# Exercise requirements
Return the lines below exactly, starting with the line that contains "Target: dark photo border" and stopping after the last line.

[Items from a dataset]
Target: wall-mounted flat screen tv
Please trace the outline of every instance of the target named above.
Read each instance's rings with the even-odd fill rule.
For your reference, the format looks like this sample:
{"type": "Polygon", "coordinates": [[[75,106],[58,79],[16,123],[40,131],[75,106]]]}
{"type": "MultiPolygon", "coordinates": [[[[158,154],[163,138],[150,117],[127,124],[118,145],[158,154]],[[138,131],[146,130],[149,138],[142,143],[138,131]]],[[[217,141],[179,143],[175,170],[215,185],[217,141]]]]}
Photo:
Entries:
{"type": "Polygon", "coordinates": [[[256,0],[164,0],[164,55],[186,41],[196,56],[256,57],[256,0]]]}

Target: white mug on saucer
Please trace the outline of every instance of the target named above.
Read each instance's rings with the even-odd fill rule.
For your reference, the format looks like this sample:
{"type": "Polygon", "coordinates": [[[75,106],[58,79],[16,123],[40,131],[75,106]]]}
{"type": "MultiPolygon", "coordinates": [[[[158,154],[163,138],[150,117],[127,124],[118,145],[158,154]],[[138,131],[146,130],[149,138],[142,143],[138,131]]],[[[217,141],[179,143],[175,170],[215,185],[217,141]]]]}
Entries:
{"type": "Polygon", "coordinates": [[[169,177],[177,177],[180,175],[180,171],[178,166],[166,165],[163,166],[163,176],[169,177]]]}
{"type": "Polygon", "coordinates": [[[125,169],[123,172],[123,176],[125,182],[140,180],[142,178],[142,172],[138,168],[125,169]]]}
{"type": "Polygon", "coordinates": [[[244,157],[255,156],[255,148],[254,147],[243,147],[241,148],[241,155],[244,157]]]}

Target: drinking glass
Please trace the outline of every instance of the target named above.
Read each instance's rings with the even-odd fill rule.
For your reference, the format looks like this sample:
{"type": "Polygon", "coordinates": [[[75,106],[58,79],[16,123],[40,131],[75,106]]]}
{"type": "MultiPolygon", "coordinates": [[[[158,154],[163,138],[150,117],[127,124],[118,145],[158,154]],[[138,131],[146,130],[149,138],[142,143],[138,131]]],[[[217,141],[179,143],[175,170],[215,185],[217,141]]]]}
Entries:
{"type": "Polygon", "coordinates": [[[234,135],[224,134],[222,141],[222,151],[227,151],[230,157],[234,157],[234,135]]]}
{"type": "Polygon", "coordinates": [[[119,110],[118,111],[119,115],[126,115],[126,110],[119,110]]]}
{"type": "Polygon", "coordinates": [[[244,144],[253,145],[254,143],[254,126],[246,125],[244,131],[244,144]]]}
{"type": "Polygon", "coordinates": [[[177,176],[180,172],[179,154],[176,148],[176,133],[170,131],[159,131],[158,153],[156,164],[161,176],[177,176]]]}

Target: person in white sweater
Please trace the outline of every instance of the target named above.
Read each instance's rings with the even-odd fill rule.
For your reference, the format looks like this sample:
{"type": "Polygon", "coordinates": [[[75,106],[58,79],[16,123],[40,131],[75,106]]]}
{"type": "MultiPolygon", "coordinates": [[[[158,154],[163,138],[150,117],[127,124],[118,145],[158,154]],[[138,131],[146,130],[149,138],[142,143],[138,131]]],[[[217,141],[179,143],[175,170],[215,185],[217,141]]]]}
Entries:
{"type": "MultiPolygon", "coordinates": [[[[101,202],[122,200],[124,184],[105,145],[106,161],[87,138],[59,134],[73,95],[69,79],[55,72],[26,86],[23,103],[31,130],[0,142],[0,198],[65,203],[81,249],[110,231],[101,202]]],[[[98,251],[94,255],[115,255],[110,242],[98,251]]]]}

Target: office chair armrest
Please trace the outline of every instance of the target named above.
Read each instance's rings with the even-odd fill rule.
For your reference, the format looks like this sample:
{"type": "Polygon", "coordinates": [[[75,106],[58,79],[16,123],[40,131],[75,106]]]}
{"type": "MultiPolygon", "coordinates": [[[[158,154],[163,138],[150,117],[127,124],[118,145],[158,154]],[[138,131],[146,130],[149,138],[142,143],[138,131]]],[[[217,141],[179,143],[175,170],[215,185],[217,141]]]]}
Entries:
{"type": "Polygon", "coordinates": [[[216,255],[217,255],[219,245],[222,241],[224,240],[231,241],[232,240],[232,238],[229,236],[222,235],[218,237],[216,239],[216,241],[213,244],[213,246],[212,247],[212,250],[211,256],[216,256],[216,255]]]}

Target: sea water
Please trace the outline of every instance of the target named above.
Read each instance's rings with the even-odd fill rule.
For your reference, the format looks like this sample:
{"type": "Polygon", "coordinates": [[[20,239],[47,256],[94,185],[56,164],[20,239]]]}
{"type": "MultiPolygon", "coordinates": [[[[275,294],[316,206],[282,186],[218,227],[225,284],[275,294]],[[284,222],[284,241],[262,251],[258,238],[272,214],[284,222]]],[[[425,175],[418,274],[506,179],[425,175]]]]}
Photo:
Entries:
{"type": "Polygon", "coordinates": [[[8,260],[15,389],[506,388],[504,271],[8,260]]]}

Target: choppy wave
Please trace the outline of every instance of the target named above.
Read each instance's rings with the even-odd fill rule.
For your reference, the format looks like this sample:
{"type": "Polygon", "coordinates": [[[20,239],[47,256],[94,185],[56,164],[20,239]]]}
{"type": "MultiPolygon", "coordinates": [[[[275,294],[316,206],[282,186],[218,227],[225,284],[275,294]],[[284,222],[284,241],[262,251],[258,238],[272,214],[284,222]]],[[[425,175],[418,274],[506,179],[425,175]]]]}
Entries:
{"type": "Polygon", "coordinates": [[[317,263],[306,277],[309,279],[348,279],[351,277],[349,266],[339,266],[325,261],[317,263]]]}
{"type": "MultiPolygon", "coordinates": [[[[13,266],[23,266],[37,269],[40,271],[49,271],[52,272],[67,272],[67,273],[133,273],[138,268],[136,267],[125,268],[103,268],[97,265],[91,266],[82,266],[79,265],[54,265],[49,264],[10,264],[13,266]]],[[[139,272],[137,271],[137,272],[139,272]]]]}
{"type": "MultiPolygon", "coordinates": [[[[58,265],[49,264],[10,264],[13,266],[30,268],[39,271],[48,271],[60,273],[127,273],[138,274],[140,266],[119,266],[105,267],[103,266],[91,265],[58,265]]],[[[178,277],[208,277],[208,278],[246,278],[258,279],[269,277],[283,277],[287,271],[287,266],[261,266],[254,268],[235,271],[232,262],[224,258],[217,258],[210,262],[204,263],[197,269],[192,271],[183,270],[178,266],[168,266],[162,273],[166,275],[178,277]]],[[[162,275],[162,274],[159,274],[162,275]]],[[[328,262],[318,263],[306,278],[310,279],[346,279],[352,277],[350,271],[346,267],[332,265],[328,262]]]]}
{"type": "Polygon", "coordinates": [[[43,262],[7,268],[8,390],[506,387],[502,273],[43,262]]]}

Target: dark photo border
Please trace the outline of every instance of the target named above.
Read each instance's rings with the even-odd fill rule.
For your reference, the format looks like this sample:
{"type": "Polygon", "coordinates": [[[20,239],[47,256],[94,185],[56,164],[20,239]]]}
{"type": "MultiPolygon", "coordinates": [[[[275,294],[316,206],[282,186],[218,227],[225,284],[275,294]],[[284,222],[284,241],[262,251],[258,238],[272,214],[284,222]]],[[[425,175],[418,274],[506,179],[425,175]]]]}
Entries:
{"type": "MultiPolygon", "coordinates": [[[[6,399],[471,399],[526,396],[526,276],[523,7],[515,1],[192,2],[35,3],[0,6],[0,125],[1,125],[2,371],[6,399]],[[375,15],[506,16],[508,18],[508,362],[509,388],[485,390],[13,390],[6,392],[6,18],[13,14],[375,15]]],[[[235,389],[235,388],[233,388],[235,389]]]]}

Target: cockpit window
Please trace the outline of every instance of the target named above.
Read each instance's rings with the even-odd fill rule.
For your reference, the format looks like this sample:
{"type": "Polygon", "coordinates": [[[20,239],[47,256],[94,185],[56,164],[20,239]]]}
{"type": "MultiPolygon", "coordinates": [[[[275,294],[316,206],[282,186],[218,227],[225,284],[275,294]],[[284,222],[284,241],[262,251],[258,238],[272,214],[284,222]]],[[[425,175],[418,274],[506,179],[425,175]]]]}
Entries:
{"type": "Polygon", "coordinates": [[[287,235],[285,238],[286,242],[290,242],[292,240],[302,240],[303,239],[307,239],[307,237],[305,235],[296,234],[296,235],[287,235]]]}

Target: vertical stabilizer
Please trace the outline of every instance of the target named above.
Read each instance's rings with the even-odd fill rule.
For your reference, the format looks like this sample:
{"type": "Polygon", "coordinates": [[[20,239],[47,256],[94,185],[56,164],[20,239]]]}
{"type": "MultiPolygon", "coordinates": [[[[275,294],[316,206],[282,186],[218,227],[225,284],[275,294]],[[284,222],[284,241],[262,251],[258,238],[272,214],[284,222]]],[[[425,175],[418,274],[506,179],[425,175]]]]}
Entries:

# Solution
Target: dark photo border
Please trace the outline of every instance of the target named above.
Read each instance's rings with the even-odd fill rule.
For your reference, the format looks like this sample:
{"type": "Polygon", "coordinates": [[[20,239],[47,256],[94,185],[56,164],[20,239]]]}
{"type": "MultiPolygon", "coordinates": [[[[275,294],[316,206],[282,186],[218,227],[225,284],[275,294]],[[284,222],[284,241],[262,251],[258,238],[272,214],[284,222]]],[[[425,175],[418,274],[506,179],[425,175]]]]}
Entries:
{"type": "MultiPolygon", "coordinates": [[[[6,399],[471,399],[526,396],[526,276],[523,7],[515,1],[192,2],[35,3],[0,6],[0,125],[1,125],[2,371],[6,399]],[[375,15],[506,16],[508,18],[508,362],[509,388],[485,390],[13,390],[6,392],[6,18],[13,14],[375,15]]],[[[235,389],[235,388],[233,388],[235,389]]]]}

Target: cockpit window
Please trace the outline of every instance of the target named above.
Read each instance's rings with the even-odd fill rule.
For your reference, the format looks like this sample:
{"type": "Polygon", "coordinates": [[[20,239],[47,256],[94,185],[56,164],[20,239]]]}
{"type": "MultiPolygon", "coordinates": [[[[275,294],[316,206],[282,186],[218,227],[225,284],[275,294]],[[284,222],[284,241],[262,251],[258,238],[272,214],[284,222]]],[[[425,175],[418,274],[506,179],[425,175]]]]}
Entries:
{"type": "Polygon", "coordinates": [[[287,235],[285,238],[286,242],[290,242],[292,240],[302,240],[303,239],[307,239],[307,237],[305,235],[296,234],[296,235],[287,235]]]}

Target: vertical stabilizer
Please trace the outline of every instance of the target named above.
Read each instance's rings with the even-odd fill rule.
For your reference, the format looks like this sample:
{"type": "Polygon", "coordinates": [[[20,239],[47,256],[94,185],[56,164],[20,239]]]}
{"type": "MultiPolygon", "coordinates": [[[[275,294],[316,206],[282,186],[218,227],[225,284],[275,294]],[[284,222],[284,241],[262,251],[258,238],[272,214],[284,222]]],[[[425,175],[418,274],[506,179],[425,175]]]]}
Entries:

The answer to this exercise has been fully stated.